Data excerpts —
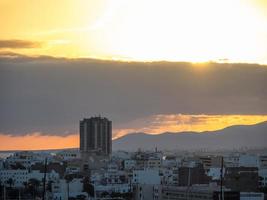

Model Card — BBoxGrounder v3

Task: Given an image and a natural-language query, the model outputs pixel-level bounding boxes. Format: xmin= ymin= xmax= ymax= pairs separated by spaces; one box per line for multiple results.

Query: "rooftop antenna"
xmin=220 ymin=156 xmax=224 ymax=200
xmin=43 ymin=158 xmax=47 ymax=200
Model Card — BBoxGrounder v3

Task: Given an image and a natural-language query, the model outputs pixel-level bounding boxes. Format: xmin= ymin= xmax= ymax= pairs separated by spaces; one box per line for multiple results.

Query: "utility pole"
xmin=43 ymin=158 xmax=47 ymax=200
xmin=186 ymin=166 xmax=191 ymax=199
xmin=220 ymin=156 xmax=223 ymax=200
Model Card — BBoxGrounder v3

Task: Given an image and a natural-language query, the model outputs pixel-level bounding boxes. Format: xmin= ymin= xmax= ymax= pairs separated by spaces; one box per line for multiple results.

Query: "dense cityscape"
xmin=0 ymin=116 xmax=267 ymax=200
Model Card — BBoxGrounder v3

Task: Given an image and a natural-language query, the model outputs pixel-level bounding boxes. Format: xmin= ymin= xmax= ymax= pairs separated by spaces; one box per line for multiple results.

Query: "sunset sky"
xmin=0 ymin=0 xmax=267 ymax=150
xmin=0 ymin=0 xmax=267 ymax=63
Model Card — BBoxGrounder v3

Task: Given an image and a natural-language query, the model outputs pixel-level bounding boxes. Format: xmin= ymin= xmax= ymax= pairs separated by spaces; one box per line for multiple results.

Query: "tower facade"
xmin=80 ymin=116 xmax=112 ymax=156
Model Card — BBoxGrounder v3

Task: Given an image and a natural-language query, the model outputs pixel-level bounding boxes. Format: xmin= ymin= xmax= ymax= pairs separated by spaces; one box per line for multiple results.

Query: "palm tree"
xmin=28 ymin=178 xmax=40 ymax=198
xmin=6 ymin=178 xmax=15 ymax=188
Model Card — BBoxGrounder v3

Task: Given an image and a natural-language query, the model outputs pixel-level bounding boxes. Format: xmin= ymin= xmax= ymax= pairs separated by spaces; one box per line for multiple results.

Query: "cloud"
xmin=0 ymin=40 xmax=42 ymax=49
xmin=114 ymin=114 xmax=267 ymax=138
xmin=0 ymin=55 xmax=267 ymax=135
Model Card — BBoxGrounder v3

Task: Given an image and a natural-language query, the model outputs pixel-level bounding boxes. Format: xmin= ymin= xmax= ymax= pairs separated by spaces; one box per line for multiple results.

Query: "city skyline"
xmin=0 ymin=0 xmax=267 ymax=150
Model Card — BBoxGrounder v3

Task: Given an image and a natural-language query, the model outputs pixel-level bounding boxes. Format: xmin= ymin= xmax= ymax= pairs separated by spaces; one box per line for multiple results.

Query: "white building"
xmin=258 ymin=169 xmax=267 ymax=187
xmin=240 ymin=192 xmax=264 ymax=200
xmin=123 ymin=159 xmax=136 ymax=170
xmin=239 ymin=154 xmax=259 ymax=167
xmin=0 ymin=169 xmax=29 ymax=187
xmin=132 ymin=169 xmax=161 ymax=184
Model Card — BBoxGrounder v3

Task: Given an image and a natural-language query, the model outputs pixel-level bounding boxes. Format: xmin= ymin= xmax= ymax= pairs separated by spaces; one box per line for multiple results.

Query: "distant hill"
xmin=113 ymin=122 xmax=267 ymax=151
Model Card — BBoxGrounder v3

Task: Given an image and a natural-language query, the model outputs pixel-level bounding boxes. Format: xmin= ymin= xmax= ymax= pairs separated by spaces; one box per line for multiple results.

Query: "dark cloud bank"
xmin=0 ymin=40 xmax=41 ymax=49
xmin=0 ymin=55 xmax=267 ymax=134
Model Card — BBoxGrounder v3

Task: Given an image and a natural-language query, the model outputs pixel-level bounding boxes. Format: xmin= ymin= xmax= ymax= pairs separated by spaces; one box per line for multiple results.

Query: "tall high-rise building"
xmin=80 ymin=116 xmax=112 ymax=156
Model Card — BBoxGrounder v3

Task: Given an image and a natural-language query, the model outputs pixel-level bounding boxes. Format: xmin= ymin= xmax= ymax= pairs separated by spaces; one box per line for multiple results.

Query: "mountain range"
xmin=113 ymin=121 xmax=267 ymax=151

Stated task — Starting at the beginning of the entries above and ending with the line that contains "xmin=0 ymin=0 xmax=267 ymax=63", reproduce every line, keeping all other text unchanged but offsetting each bounding-box coordinate in the answers by 22. Leave the pictures out.

Solution to this exercise —
Model Card — BBoxGrounder v3

Task: Given an image and a natural-language query, the model outputs pixel-level bounding boxes. Format: xmin= ymin= xmax= ymax= pairs separated by spaces; one box per line for multiple results.

Query: "rooftop antenna"
xmin=242 ymin=178 xmax=246 ymax=222
xmin=65 ymin=180 xmax=69 ymax=222
Model Card — BBoxGrounder v3

Task: Given an image and a natural-language query, the model outputs pixel-level bounding boxes. Format: xmin= ymin= xmax= ymax= pairs separated by spaces; one box per line for multiple results.

Query: "utility pole"
xmin=65 ymin=180 xmax=69 ymax=222
xmin=208 ymin=188 xmax=213 ymax=221
xmin=242 ymin=178 xmax=245 ymax=222
Model Card — BBoxGrounder v3

Task: Given an image and a natural-language query, the model outputs pixel-level bounding boxes. Format: xmin= ymin= xmax= ymax= pairs separated by spaces; one box per line for multiple results.

Query: "dense cityscape"
xmin=22 ymin=138 xmax=289 ymax=222
Model Card — BBoxGrounder v3

Task: Given an image and a natural-language query, the model outputs pixel-level bounding boxes. Format: xmin= ymin= xmax= ymax= pairs separated by spaces; one box per line for multiple results.

Query: "sunset sky"
xmin=22 ymin=22 xmax=289 ymax=172
xmin=22 ymin=22 xmax=289 ymax=85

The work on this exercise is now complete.